Document passage -
#####
Coronavirus activity continues to rise in Arkansas as the state sees another record increase in new infections.
Gov. Asa Hutchinson announced the uptick of 375 new coronavirus cases Tuesday and three additional deaths from COVID-19. Those increases bring the state’s total number of cases to 7,818 and deaths to 136.
The increase in new cases marks the third time in less than two weeks the state has seen a record uptick in non-incarcerated Arkansans testing positive. Arkansas also saw peaks in infections among the general public on May 20 and May 27.
Speaking in his daily briefing on the pandemic, Hutchinson said the state’s efforts to focus testing on communities seeing a resurgence of the virus is largely to blame for the increase.
"The spike in the new cases that we have reflects the dramatic increase in testing that we're doing, and that we’re really going after the areas that have been positive cases that we were having to do more contact tracing, more testing," Hutchinson said.
Arkansas had a total of 2,115 active COVID-19 cases as of Tuesday with 132 people hospitalized and 31 on a ventilator. Hutchinson said much of the state’s growth in cases continues to be driven by specific industries and parts of the state.
"Part of that is in the Hispanic community and northwest Arkansas, but also in the poultry industry. [The poultry industry is] doing an amazing job in terms of… doing their own contact tracing, doing their own testing, and so I have a lot of confidence in what they're doing to keep the facilities running, but also to take care of their workers," Hutchinson said.
Benton County in northwest Arkansas saw the largest increase in new COVID-19 cases Tuesday with 65 people testing positive. Pulaski County had the second-highest spike with 63 new cases, though just under half were related to an outbreak at a Jacksonville nursing home.
Washington County saw 57 additional COVID-19 cases Tuesday, with an increase of 33 new cases in Sevier County and 21 in Craighead County.
With coronavirus infections continuing to rise among the Latino community, Health Department Chief Medical Officer Dr. Jose Romero said the state is working with stakeholders from the community to help with outreach efforts.
"We discussed testing in hot spot areas. We are developing informational videos and texts in Spanish to transmit the importance of testing and the importance of protective personal measures against COVID-19," Romero said.
Romero said the state’s COVID-19 Latinx Stakeholder Group began meeting in May, and is comprised of 28 members from government, public health, faith and various other backgrounds. Romero will also serve as interim Health Secretary following current secretary Dr. Nate Smith’s departure in August to work for the Centers for Disease Control and Prevention.
According to the Health Department, nearly a quarter of the state’s active cases of COVID-19 are among Latino people. Five of the state’s 136 total deaths from the disease are from the Latino community.
Hutchinson also spoke briefly on the ongoing protests in Little Rock and across the state over the killing of George Floyd by Minneapolis Police, saying he does not plan to mobilize the Arkansas National Guard.
"I have not made any request of the federal government for military resources, and I do not see that in our future," Hutchinson said. "The role of the National Guard is important under my control as commander in chief of the state military, and their support of the state police and local law enforcement is what I believe is sufficient."
President Donald Trump had urged governors to utilize National Guard forces to quell protests in a nationwide address on Monday.
#####
Things to do -
[a] Sum up the report in two sentences.
[b] Using the report, answer each question on its own line:
(i) How many people were on a ventilator as of Tuesday?
(ii) Which county had the largest increase in new cases on Tuesday?
(iii) How many members make up the COVID-19 Latinx Stakeholder Group?
[c] Rewrite the part of the report that starts with the words "Washington County saw" and ends after "with outreach efforts.", using "population" in place of "community".
The items are not needed for any of this work.

Data under study -
#####
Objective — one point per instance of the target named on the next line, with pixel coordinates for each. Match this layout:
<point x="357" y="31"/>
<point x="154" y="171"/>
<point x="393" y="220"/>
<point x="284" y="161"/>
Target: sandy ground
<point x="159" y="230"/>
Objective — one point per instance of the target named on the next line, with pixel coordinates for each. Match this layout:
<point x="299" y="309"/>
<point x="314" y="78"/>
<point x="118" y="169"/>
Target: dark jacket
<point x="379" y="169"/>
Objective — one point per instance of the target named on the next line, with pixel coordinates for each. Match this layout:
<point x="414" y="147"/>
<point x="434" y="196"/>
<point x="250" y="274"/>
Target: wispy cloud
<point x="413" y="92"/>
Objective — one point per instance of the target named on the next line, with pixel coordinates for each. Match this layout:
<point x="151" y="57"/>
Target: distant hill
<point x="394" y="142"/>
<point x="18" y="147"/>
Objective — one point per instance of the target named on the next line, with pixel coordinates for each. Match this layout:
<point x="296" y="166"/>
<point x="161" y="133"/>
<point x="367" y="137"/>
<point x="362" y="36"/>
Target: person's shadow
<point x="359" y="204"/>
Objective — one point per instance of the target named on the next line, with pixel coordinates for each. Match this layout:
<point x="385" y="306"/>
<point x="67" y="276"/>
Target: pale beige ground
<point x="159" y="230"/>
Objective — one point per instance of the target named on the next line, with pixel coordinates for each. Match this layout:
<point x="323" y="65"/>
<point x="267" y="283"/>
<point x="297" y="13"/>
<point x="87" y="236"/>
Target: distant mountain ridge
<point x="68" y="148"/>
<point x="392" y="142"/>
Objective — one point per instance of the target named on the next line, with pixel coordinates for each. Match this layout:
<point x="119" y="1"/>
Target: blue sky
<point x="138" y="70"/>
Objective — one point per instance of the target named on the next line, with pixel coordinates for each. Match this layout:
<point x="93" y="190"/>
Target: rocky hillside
#####
Answers for the exercise -
[a] Arkansas recorded a record 375 new coronavirus cases and three more deaths on Tuesday, bringing the totals to 7,818 cases and 136 deaths, and Gov. Asa Hutchinson said the rise largely reflects testing aimed at areas with positive cases. Much of the growth is coming from the Hispanic community, northwest Arkansas and the poultry industry, and the state is working with Latino community stakeholders on outreach.

[b]
(i) 31
(ii) Benton County
(iii) 28

[c]
Washington County saw 57 additional COVID-19 cases Tuesday, with an increase of 33 new cases in Sevier County and 21 in Craighead County.
With coronavirus infections continuing to rise among the Latino population, Health Department Chief Medical Officer Dr. Jose Romero said the state is working with stakeholders from the population to help with outreach efforts.